Work required ▸ List each line of the records below that contains the word "mountain".

Dataset records ▸
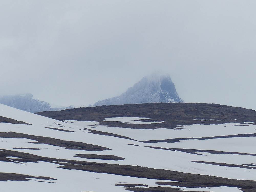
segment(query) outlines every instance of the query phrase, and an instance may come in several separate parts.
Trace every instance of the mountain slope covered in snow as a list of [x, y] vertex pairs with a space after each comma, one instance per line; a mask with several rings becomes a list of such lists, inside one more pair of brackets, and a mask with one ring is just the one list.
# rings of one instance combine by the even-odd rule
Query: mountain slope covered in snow
[[182, 103], [169, 75], [145, 77], [120, 96], [96, 102], [93, 106], [152, 103]]
[[53, 106], [47, 102], [34, 99], [32, 94], [28, 93], [0, 96], [0, 103], [31, 113], [59, 111], [74, 107], [72, 105], [67, 107]]
[[3, 191], [256, 189], [255, 111], [161, 103], [40, 113], [51, 113], [62, 121], [0, 104]]

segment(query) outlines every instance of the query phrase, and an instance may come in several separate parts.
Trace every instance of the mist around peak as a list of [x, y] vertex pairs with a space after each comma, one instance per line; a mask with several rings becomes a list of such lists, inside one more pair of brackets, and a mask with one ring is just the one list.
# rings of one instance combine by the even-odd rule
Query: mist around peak
[[93, 106], [183, 102], [170, 75], [157, 72], [144, 77], [121, 95], [98, 101]]

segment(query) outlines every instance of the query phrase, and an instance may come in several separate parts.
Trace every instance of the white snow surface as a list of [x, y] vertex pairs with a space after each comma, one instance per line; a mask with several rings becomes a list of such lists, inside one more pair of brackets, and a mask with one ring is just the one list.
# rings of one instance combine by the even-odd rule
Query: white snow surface
[[[1, 132], [12, 131], [66, 141], [83, 142], [104, 147], [111, 149], [102, 151], [85, 151], [78, 149], [69, 150], [50, 145], [31, 143], [29, 142], [35, 141], [27, 138], [0, 137], [0, 150], [12, 150], [56, 158], [138, 165], [230, 179], [256, 180], [255, 169], [225, 166], [191, 162], [193, 161], [226, 163], [240, 165], [255, 163], [256, 156], [246, 154], [256, 154], [255, 137], [235, 137], [206, 140], [186, 139], [182, 139], [179, 142], [171, 143], [164, 141], [152, 143], [141, 142], [174, 138], [189, 139], [192, 137], [255, 133], [256, 133], [255, 129], [256, 125], [253, 122], [247, 122], [243, 124], [229, 123], [210, 125], [194, 124], [184, 126], [182, 129], [137, 129], [109, 127], [100, 125], [99, 122], [97, 122], [69, 120], [63, 122], [2, 104], [0, 104], [0, 116], [31, 124], [1, 123], [0, 132]], [[127, 123], [147, 122], [140, 122], [139, 120], [142, 119], [150, 119], [146, 117], [142, 118], [120, 117], [115, 119], [108, 118], [105, 120], [115, 121]], [[248, 126], [242, 126], [245, 125]], [[49, 129], [47, 127], [74, 132], [64, 132]], [[86, 128], [114, 133], [137, 141], [92, 134], [89, 130], [85, 129]], [[148, 147], [150, 146], [161, 147], [163, 149]], [[238, 152], [243, 153], [243, 154], [212, 154], [207, 152], [189, 153], [177, 150], [166, 150], [168, 148]], [[29, 149], [29, 148], [37, 149], [32, 150]], [[89, 159], [74, 156], [78, 153], [114, 155], [123, 157], [125, 159], [115, 161]], [[125, 183], [143, 184], [150, 186], [160, 186], [156, 184], [156, 183], [163, 181], [62, 169], [59, 168], [60, 167], [59, 165], [43, 162], [17, 163], [15, 162], [18, 162], [19, 159], [17, 157], [8, 157], [10, 161], [9, 162], [0, 161], [0, 172], [19, 173], [32, 176], [43, 176], [57, 180], [42, 180], [41, 181], [44, 182], [38, 182], [40, 180], [38, 179], [31, 179], [32, 180], [27, 182], [1, 181], [0, 185], [3, 191], [21, 192], [124, 191], [126, 191], [124, 187], [116, 186], [115, 184]], [[177, 187], [169, 186], [166, 186]], [[235, 187], [224, 186], [211, 188], [179, 188], [181, 189], [181, 191], [186, 190], [190, 191], [214, 192], [240, 191]]]

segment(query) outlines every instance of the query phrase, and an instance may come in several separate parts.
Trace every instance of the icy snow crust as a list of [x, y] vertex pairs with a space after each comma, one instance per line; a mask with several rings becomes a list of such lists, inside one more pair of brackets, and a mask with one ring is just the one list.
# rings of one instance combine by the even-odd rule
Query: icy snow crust
[[[256, 162], [255, 156], [246, 154], [213, 154], [207, 152], [197, 152], [197, 154], [178, 151], [164, 150], [164, 148], [169, 148], [256, 154], [256, 148], [255, 147], [256, 146], [256, 140], [254, 137], [226, 138], [206, 140], [188, 139], [171, 143], [163, 142], [153, 143], [142, 142], [172, 138], [198, 138], [255, 133], [256, 133], [256, 125], [253, 122], [247, 122], [243, 124], [232, 123], [210, 125], [194, 124], [186, 126], [182, 129], [136, 129], [99, 125], [99, 122], [96, 122], [70, 120], [67, 121], [67, 122], [63, 122], [2, 104], [0, 104], [0, 116], [31, 124], [1, 123], [0, 132], [12, 132], [66, 141], [83, 142], [104, 147], [111, 149], [99, 151], [67, 149], [49, 144], [29, 143], [35, 141], [27, 138], [0, 137], [0, 150], [22, 152], [56, 159], [138, 165], [234, 179], [256, 180], [256, 169], [255, 169], [225, 166], [191, 161], [225, 162], [242, 165], [255, 163]], [[142, 119], [149, 119], [146, 118], [121, 117], [108, 118], [105, 121], [116, 121], [128, 123], [148, 122], [140, 122], [139, 121]], [[249, 126], [241, 126], [245, 124]], [[46, 128], [48, 127], [74, 132], [64, 132]], [[93, 134], [89, 130], [84, 129], [85, 128], [118, 134], [137, 141]], [[161, 147], [163, 149], [153, 148], [149, 146]], [[37, 149], [32, 150], [32, 149]], [[79, 153], [115, 155], [123, 157], [125, 159], [114, 161], [87, 159], [74, 156], [76, 154]], [[126, 191], [124, 187], [115, 185], [121, 183], [143, 184], [150, 187], [164, 186], [177, 188], [169, 185], [160, 186], [156, 184], [157, 182], [169, 182], [169, 180], [61, 169], [58, 167], [62, 166], [55, 164], [54, 162], [50, 163], [39, 161], [38, 163], [19, 163], [19, 159], [17, 157], [9, 156], [8, 158], [10, 161], [0, 161], [0, 173], [15, 173], [33, 176], [47, 177], [57, 180], [47, 180], [31, 179], [30, 180], [26, 182], [1, 181], [0, 185], [3, 191]], [[211, 188], [180, 187], [178, 188], [180, 189], [181, 191], [240, 191], [236, 187], [224, 186]]]

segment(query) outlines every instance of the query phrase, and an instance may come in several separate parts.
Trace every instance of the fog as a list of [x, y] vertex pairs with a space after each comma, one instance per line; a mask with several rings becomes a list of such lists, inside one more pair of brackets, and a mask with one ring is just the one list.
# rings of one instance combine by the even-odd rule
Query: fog
[[256, 110], [253, 1], [2, 1], [0, 95], [88, 105], [156, 70], [185, 102]]

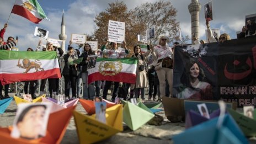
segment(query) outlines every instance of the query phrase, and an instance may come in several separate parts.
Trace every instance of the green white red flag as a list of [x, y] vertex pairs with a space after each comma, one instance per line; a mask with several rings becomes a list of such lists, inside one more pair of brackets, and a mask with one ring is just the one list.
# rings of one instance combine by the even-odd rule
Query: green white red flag
[[17, 0], [12, 13], [38, 24], [46, 15], [36, 0]]
[[136, 58], [105, 58], [98, 57], [94, 68], [88, 70], [88, 83], [109, 81], [135, 84]]
[[2, 85], [61, 77], [56, 51], [0, 50], [0, 81]]

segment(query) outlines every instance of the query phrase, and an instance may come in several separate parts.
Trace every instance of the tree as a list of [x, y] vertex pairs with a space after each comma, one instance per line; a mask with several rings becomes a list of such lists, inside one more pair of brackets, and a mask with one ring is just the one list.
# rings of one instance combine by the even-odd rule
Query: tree
[[[141, 25], [141, 31], [145, 31], [153, 25], [155, 26], [155, 38], [151, 39], [151, 43], [156, 44], [160, 35], [166, 35], [169, 42], [177, 41], [177, 33], [179, 28], [179, 23], [177, 22], [177, 10], [170, 1], [158, 1], [155, 3], [146, 3], [132, 10], [134, 22]], [[143, 25], [143, 26], [142, 26]]]
[[116, 1], [109, 3], [109, 7], [96, 16], [97, 27], [93, 37], [98, 40], [100, 46], [107, 40], [109, 20], [125, 22], [125, 40], [132, 55], [134, 46], [140, 42], [137, 35], [145, 35], [147, 29], [152, 25], [156, 29], [156, 38], [150, 43], [156, 44], [161, 35], [167, 36], [169, 42], [177, 41], [179, 23], [175, 19], [176, 14], [177, 10], [169, 1], [146, 3], [130, 11], [124, 2]]

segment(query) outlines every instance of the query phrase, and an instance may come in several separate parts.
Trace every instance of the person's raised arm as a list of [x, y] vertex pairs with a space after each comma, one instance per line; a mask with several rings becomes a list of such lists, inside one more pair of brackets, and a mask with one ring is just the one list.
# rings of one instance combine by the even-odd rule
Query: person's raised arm
[[107, 40], [106, 42], [106, 44], [105, 45], [103, 45], [102, 46], [101, 50], [104, 51], [106, 49], [106, 46], [108, 45], [108, 44], [109, 44], [109, 42], [108, 42], [108, 40]]
[[129, 54], [129, 51], [126, 47], [126, 41], [125, 41], [125, 40], [122, 41], [122, 45], [124, 45], [124, 48], [125, 49], [125, 53], [127, 54]]
[[217, 42], [217, 40], [215, 39], [214, 35], [212, 34], [212, 31], [211, 31], [211, 29], [210, 28], [209, 21], [206, 20], [206, 23], [205, 23], [207, 27], [207, 36], [208, 38], [208, 40], [207, 41], [208, 42]]

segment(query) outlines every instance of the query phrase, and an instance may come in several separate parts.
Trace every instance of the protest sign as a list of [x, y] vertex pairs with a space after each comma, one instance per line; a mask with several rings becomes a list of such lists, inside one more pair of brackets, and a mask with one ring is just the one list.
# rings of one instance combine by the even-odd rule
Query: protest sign
[[52, 43], [52, 45], [57, 47], [61, 47], [63, 41], [61, 40], [49, 38], [47, 40], [47, 42]]
[[[221, 45], [177, 46], [174, 65], [179, 67], [173, 70], [173, 95], [180, 98], [236, 102], [240, 107], [256, 105], [255, 41], [255, 37], [250, 37]], [[201, 89], [200, 94], [188, 85], [190, 76], [186, 72], [192, 63], [200, 70], [197, 77], [200, 82], [196, 85], [196, 89]]]
[[147, 38], [145, 35], [138, 35], [138, 41], [146, 43]]
[[213, 20], [212, 18], [212, 2], [210, 1], [205, 4], [205, 20], [210, 21]]
[[73, 43], [84, 44], [86, 41], [86, 35], [71, 34], [71, 41]]
[[41, 28], [39, 28], [38, 26], [35, 26], [35, 33], [34, 33], [34, 35], [35, 36], [37, 36], [43, 39], [47, 39], [48, 38], [49, 34], [49, 31]]
[[90, 45], [92, 51], [98, 51], [98, 41], [87, 41], [86, 43]]
[[125, 23], [109, 20], [108, 31], [109, 41], [121, 44], [125, 40]]
[[147, 46], [145, 45], [140, 45], [141, 46], [141, 53], [145, 53], [147, 51]]

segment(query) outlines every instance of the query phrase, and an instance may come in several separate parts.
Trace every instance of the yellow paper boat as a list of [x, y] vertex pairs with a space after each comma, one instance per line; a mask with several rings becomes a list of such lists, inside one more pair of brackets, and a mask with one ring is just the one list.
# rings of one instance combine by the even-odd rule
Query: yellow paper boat
[[95, 115], [88, 116], [73, 112], [80, 143], [92, 143], [105, 140], [122, 131], [122, 106], [115, 105], [106, 110], [106, 122], [95, 119]]
[[[16, 104], [18, 105], [19, 103], [31, 103], [30, 102], [29, 102], [28, 100], [26, 100], [24, 99], [22, 99], [19, 97], [18, 97], [17, 96], [13, 96], [15, 99], [15, 102], [16, 102]], [[32, 101], [32, 103], [38, 103], [38, 102], [42, 102], [42, 98], [45, 98], [45, 94], [35, 99], [33, 99]]]

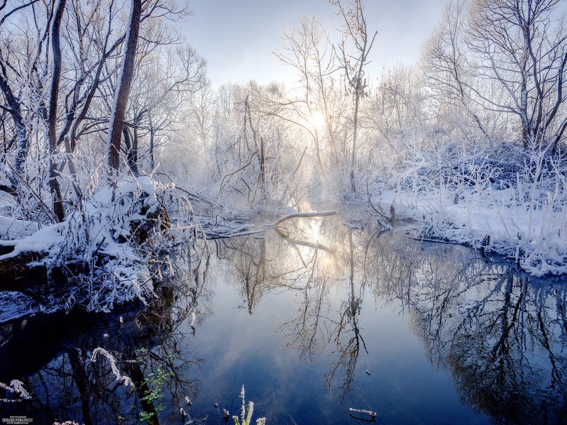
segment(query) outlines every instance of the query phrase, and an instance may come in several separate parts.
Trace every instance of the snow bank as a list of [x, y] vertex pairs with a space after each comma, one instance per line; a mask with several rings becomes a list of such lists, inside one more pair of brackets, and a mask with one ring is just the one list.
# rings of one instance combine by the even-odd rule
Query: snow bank
[[398, 218], [418, 223], [420, 237], [505, 255], [535, 276], [567, 274], [567, 206], [558, 207], [564, 204], [550, 192], [537, 199], [521, 201], [516, 189], [488, 186], [482, 191], [390, 191], [380, 202], [393, 203]]
[[149, 177], [127, 176], [78, 202], [62, 223], [38, 228], [0, 217], [1, 234], [21, 231], [18, 239], [0, 241], [0, 245], [13, 248], [0, 260], [35, 253], [40, 260], [33, 265], [45, 265], [50, 273], [62, 270], [69, 285], [65, 299], [55, 301], [60, 307], [78, 304], [107, 311], [135, 299], [145, 302], [153, 296], [152, 264], [171, 242], [163, 214], [169, 189]]

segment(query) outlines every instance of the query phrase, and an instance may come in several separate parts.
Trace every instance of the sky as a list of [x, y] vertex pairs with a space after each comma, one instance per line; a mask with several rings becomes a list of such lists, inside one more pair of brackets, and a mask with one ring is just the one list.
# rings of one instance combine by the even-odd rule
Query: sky
[[[448, 1], [365, 0], [368, 32], [378, 31], [367, 74], [378, 77], [385, 65], [414, 62]], [[297, 26], [303, 15], [316, 15], [331, 32], [341, 26], [327, 0], [191, 0], [189, 5], [192, 16], [182, 32], [207, 60], [215, 86], [292, 82], [291, 67], [272, 54], [282, 45], [282, 30]]]

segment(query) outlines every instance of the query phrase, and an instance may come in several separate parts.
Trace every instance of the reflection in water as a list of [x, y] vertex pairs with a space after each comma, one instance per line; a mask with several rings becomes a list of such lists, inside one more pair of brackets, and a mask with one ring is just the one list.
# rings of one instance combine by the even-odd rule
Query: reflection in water
[[[180, 421], [185, 397], [197, 401], [203, 397], [197, 366], [215, 361], [199, 359], [193, 351], [195, 336], [189, 326], [196, 317], [198, 337], [201, 325], [219, 313], [211, 307], [212, 276], [237, 289], [242, 302], [238, 307], [248, 311], [244, 315], [250, 321], [263, 302], [285, 304], [278, 310], [277, 329], [270, 329], [274, 338], [303, 363], [314, 368], [322, 365], [324, 387], [309, 395], [308, 406], [292, 418], [287, 412], [292, 407], [280, 405], [285, 400], [270, 401], [265, 405], [268, 424], [304, 423], [311, 416], [302, 412], [316, 409], [315, 400], [324, 398], [324, 392], [336, 394], [342, 404], [326, 407], [327, 422], [343, 423], [343, 407], [350, 407], [378, 410], [379, 421], [409, 423], [419, 417], [419, 409], [425, 407], [419, 400], [410, 404], [417, 410], [412, 416], [400, 413], [403, 406], [385, 417], [387, 405], [353, 405], [368, 392], [380, 394], [385, 404], [392, 399], [386, 397], [390, 389], [380, 387], [386, 378], [375, 376], [373, 369], [379, 370], [382, 360], [377, 339], [384, 338], [389, 326], [376, 320], [376, 311], [385, 309], [407, 319], [430, 364], [450, 372], [461, 403], [479, 412], [477, 419], [487, 415], [495, 422], [565, 422], [564, 282], [536, 280], [513, 265], [487, 263], [462, 247], [410, 241], [400, 230], [355, 230], [328, 219], [292, 221], [262, 236], [216, 241], [210, 276], [207, 265], [185, 264], [176, 272], [177, 283], [164, 288], [160, 301], [149, 307], [96, 320], [76, 314], [1, 326], [0, 382], [20, 379], [33, 397], [16, 407], [0, 404], [1, 416], [27, 414], [34, 423], [42, 423], [41, 417], [45, 423], [71, 418], [85, 424], [131, 424], [141, 418], [149, 424]], [[121, 314], [123, 321], [117, 319]], [[215, 341], [214, 332], [204, 336], [207, 343]], [[253, 346], [261, 355], [263, 344], [246, 339], [253, 337], [238, 334], [241, 346]], [[136, 391], [115, 380], [104, 358], [89, 361], [99, 346], [132, 378]], [[219, 346], [225, 348], [224, 343]], [[243, 359], [235, 364], [238, 361]], [[284, 382], [284, 377], [274, 379]], [[370, 377], [375, 387], [364, 379]], [[206, 379], [209, 386], [224, 384]], [[275, 387], [275, 382], [265, 385]], [[270, 414], [275, 411], [285, 413]], [[207, 423], [221, 421], [214, 420], [209, 417]]]
[[[180, 326], [210, 293], [202, 273], [192, 281], [184, 281], [181, 270], [176, 276], [145, 308], [2, 325], [0, 382], [18, 377], [31, 397], [0, 403], [0, 417], [26, 416], [33, 424], [50, 424], [70, 419], [87, 425], [177, 422], [180, 405], [198, 388], [188, 377], [202, 361], [182, 353], [180, 346], [190, 334]], [[98, 347], [104, 354], [94, 359]], [[134, 387], [123, 385], [117, 374], [129, 377]]]
[[295, 314], [280, 329], [286, 346], [308, 362], [330, 351], [326, 385], [336, 383], [341, 400], [351, 394], [359, 355], [368, 353], [358, 318], [371, 296], [377, 308], [398, 303], [466, 404], [496, 421], [566, 420], [565, 283], [400, 232], [355, 231], [328, 220], [319, 226], [314, 231], [312, 222], [299, 223], [284, 238], [224, 242], [219, 251], [233, 259], [251, 314], [264, 293], [293, 293]]

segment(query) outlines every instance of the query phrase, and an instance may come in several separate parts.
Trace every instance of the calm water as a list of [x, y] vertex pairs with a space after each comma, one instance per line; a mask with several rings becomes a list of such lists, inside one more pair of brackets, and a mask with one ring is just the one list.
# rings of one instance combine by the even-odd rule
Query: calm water
[[270, 425], [567, 423], [564, 282], [336, 219], [210, 249], [147, 309], [5, 324], [0, 382], [32, 398], [0, 417], [224, 424], [243, 385]]

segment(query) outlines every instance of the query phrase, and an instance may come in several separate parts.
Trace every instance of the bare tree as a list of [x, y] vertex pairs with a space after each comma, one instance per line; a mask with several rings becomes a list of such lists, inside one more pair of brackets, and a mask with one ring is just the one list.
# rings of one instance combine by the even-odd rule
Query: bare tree
[[478, 111], [517, 117], [517, 138], [555, 153], [567, 128], [567, 28], [558, 0], [475, 0], [449, 5], [426, 45], [427, 74], [483, 133]]
[[[364, 6], [362, 0], [351, 0], [347, 6], [343, 6], [340, 0], [329, 0], [329, 2], [338, 8], [338, 14], [342, 18], [344, 24], [343, 40], [338, 45], [341, 53], [341, 65], [346, 74], [346, 80], [352, 90], [354, 100], [353, 116], [353, 144], [351, 150], [351, 162], [348, 174], [351, 180], [351, 190], [354, 192], [354, 167], [356, 160], [356, 136], [358, 130], [358, 108], [360, 99], [366, 94], [366, 80], [364, 78], [365, 67], [368, 64], [368, 55], [372, 50], [378, 31], [369, 37], [364, 18]], [[347, 40], [352, 43], [352, 51], [348, 51]]]
[[132, 76], [134, 73], [136, 50], [138, 45], [138, 33], [140, 30], [141, 14], [141, 0], [132, 0], [126, 37], [126, 47], [122, 59], [122, 66], [119, 76], [119, 83], [114, 93], [114, 102], [111, 111], [109, 124], [107, 163], [111, 168], [116, 170], [118, 170], [120, 166], [122, 126], [124, 122], [130, 86], [132, 84]]

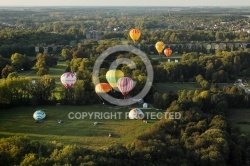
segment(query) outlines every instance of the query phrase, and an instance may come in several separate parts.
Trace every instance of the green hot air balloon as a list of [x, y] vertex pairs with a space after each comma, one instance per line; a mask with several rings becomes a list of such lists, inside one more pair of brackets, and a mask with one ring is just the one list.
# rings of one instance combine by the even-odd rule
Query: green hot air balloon
[[117, 87], [117, 81], [119, 80], [119, 78], [124, 77], [124, 73], [121, 70], [109, 70], [106, 73], [106, 79], [109, 83], [109, 85], [113, 88], [113, 89], [118, 89]]

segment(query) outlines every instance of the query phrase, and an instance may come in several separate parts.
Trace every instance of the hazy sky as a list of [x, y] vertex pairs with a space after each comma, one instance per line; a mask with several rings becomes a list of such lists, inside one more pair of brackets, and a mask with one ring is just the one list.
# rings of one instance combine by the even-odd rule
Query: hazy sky
[[0, 0], [0, 6], [250, 6], [250, 0]]

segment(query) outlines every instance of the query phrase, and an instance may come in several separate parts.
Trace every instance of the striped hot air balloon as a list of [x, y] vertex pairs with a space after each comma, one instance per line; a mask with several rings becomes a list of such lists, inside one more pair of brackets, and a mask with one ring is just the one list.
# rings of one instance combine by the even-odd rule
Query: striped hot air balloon
[[112, 87], [108, 83], [99, 83], [95, 86], [95, 92], [97, 94], [107, 93], [111, 91]]
[[133, 108], [129, 114], [129, 119], [138, 119], [141, 120], [144, 118], [144, 113], [139, 108]]
[[117, 90], [117, 81], [119, 78], [122, 77], [124, 77], [124, 73], [121, 70], [112, 69], [106, 73], [106, 79], [109, 85], [116, 90]]
[[46, 117], [46, 114], [44, 111], [42, 110], [37, 110], [36, 112], [34, 112], [33, 114], [33, 118], [35, 120], [43, 120]]
[[129, 36], [134, 42], [136, 42], [141, 36], [141, 31], [139, 29], [131, 29]]
[[157, 42], [157, 43], [155, 44], [155, 48], [156, 48], [157, 52], [158, 52], [159, 54], [161, 54], [162, 51], [163, 51], [164, 48], [165, 48], [165, 44], [164, 44], [163, 42], [159, 41], [159, 42]]
[[71, 72], [64, 73], [61, 75], [61, 82], [65, 88], [71, 88], [76, 82], [76, 75]]
[[166, 57], [170, 57], [172, 54], [172, 50], [170, 48], [166, 48], [164, 50], [164, 54], [166, 55]]
[[133, 89], [134, 81], [129, 77], [122, 77], [117, 81], [117, 86], [122, 95], [126, 97], [128, 93]]

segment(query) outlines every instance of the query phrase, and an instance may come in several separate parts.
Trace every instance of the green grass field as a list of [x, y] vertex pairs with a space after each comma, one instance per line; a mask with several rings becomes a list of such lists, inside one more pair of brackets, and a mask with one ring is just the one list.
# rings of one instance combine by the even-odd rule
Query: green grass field
[[230, 111], [229, 120], [233, 126], [238, 127], [244, 134], [250, 138], [250, 110], [233, 109]]
[[[46, 118], [43, 122], [35, 123], [33, 113], [36, 110], [44, 110]], [[112, 144], [129, 145], [135, 138], [153, 125], [158, 120], [149, 120], [143, 123], [141, 120], [130, 120], [125, 113], [132, 108], [117, 108], [108, 105], [96, 106], [44, 106], [44, 107], [18, 107], [1, 110], [0, 116], [0, 137], [14, 135], [27, 135], [32, 140], [49, 141], [62, 144], [79, 144], [88, 149], [100, 149]], [[144, 110], [143, 110], [144, 111]], [[145, 112], [155, 112], [155, 109]], [[113, 118], [90, 118], [81, 117], [69, 119], [70, 112], [104, 113], [114, 115]], [[118, 113], [119, 112], [119, 113]], [[116, 114], [115, 114], [116, 113]], [[119, 116], [119, 114], [121, 116]], [[108, 116], [106, 115], [106, 116]], [[116, 119], [115, 119], [116, 115]], [[72, 115], [73, 116], [73, 115]], [[99, 119], [101, 118], [101, 119]], [[64, 120], [64, 123], [58, 123]], [[100, 122], [94, 125], [94, 122]], [[108, 134], [112, 133], [112, 137]]]
[[154, 84], [155, 89], [158, 92], [170, 92], [173, 91], [177, 93], [179, 90], [196, 90], [200, 89], [195, 83], [156, 83]]

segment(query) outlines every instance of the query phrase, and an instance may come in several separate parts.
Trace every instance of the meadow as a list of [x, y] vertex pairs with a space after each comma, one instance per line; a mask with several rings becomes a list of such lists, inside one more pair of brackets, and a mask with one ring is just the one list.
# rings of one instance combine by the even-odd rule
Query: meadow
[[[131, 109], [132, 107], [100, 104], [95, 106], [17, 107], [1, 110], [0, 137], [26, 135], [35, 141], [77, 144], [93, 150], [112, 144], [129, 146], [137, 136], [159, 121], [152, 119], [148, 120], [148, 123], [144, 123], [141, 120], [131, 120], [127, 117]], [[37, 123], [33, 119], [33, 113], [36, 110], [43, 110], [46, 113], [46, 118], [42, 122]], [[145, 111], [158, 112], [155, 109]], [[102, 114], [102, 117], [98, 115], [94, 117], [95, 113], [104, 112], [107, 114]], [[82, 113], [89, 113], [89, 115], [81, 116]], [[58, 123], [58, 120], [63, 120], [63, 123]], [[98, 123], [95, 125], [95, 122]], [[112, 134], [112, 137], [109, 137], [109, 133]]]

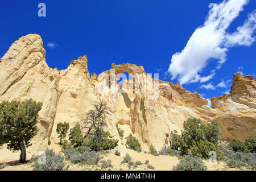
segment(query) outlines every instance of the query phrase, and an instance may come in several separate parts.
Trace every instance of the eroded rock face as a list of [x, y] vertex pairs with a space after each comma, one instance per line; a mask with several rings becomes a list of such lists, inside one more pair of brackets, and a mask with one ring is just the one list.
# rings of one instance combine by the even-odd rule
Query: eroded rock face
[[212, 97], [215, 119], [221, 124], [224, 139], [238, 138], [245, 140], [256, 134], [256, 84], [250, 75], [236, 73], [233, 76], [230, 94]]
[[[119, 145], [124, 144], [125, 137], [133, 133], [143, 150], [153, 144], [159, 150], [164, 145], [165, 134], [174, 130], [180, 133], [184, 121], [189, 117], [200, 118], [204, 123], [218, 120], [224, 139], [244, 140], [255, 134], [255, 82], [251, 76], [234, 75], [231, 94], [212, 98], [212, 108], [199, 93], [177, 83], [151, 78], [142, 66], [113, 64], [113, 72], [92, 73], [90, 77], [86, 56], [59, 71], [48, 67], [45, 55], [40, 36], [29, 34], [15, 42], [0, 60], [0, 100], [32, 98], [43, 102], [39, 132], [31, 150], [43, 150], [51, 142], [59, 142], [57, 123], [66, 121], [71, 127], [82, 123], [85, 112], [100, 100], [109, 107], [106, 130], [119, 140]], [[124, 78], [118, 85], [118, 75], [124, 72], [133, 79]], [[142, 91], [144, 82], [152, 92]], [[123, 140], [116, 123], [125, 130]]]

The completed task ▸
Trace every instance of the mountain slope covered in snow as a list of [x, y] vertex pairs with a space after each comma, one instance per line; a mask with several rings becomes a list of such lists, inside one more pair of brackets, and a mask with one ring is just the one list.
Query: mountain slope covered in snow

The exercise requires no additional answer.